■ **Try it**
Down to the last line, output the records below exactly.

■ **Recorded information**
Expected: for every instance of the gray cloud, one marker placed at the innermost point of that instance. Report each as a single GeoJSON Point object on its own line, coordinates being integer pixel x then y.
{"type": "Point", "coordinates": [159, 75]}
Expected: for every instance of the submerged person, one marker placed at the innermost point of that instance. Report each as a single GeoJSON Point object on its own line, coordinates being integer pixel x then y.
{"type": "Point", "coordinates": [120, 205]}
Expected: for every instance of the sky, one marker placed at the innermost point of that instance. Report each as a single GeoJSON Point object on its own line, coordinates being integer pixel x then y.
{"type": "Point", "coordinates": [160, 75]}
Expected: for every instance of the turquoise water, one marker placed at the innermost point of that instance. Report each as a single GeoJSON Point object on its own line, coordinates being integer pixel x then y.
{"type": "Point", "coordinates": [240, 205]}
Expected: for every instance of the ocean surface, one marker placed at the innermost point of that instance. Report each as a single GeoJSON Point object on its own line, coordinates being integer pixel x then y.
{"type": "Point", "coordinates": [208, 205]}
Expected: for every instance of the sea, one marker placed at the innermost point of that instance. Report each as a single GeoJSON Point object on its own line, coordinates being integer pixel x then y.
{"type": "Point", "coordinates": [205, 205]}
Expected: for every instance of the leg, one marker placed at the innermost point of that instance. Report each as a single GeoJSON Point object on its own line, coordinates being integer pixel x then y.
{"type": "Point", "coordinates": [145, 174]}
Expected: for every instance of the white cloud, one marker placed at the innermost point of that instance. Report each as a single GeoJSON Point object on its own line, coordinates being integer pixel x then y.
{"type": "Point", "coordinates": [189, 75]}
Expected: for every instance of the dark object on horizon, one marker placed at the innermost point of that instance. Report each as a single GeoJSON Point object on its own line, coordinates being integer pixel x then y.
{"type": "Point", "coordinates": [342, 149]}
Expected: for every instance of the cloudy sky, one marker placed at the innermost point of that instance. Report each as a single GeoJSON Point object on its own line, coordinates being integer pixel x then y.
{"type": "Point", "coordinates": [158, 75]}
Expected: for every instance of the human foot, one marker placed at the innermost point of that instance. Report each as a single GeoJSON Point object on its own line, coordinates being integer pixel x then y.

■ **Answer to the problem**
Expected: for every instance of the gray cloud, one marker placed at the innermost point of that instance. Report each as a single GeoJSON Point object on its own line, coordinates being integer pixel x then y.
{"type": "Point", "coordinates": [159, 75]}
Expected: for every instance of the submerged person, one marker placed at the innermost point of that instance. Report each as a single GeoJSON Point object on its own line, coordinates being integer pixel x then y.
{"type": "Point", "coordinates": [120, 205]}
Expected: for every instance of the sky, one marker placed at the innermost point of that instance. Report each as a single GeoJSON Point object on its own line, coordinates being integer pixel x then y.
{"type": "Point", "coordinates": [160, 75]}
Expected: for every instance of the turquoise water, one marker placed at the innermost point of that instance. Report each as a single GeoJSON Point object on its own line, coordinates being integer pixel x then y.
{"type": "Point", "coordinates": [240, 205]}
Expected: for every instance of the ocean surface, one marker placed at the innermost point of that instance. Report each as a single GeoJSON Point object on its own line, coordinates being integer pixel x then y.
{"type": "Point", "coordinates": [208, 205]}
Expected: for every instance of the sea, one marker placed at the innermost point of that instance. Report each as a single GeoJSON Point object on its own line, coordinates being integer pixel x then y.
{"type": "Point", "coordinates": [205, 205]}
Expected: for every instance of the leg, one marker placed at the innermost point of that instance. Report each as a single GeoJSON Point object on its own line, coordinates being integer pixel x then y.
{"type": "Point", "coordinates": [145, 174]}
Expected: for every instance of the white cloud, one marker placed at the innermost point of that instance. Report each as a single GeoJSON Point object on its own line, coordinates being integer pixel x then y.
{"type": "Point", "coordinates": [189, 75]}
Expected: for every instance of the dark object on horizon, one marker placed at the innermost point of that instance. Report each as a single GeoJSON Point object on its own line, coordinates being integer pixel x then y.
{"type": "Point", "coordinates": [342, 149]}
Expected: for every instance of the cloudy sky, one marker placed at the innermost point of that instance. Report each as a single GeoJSON Point object on its own line, coordinates being integer pixel x then y.
{"type": "Point", "coordinates": [158, 75]}
Expected: for every instance of the human foot, one marker placed at the innermost point of that instance. Report each as a single GeoJSON Point object on its own line, coordinates being integer pixel x then y.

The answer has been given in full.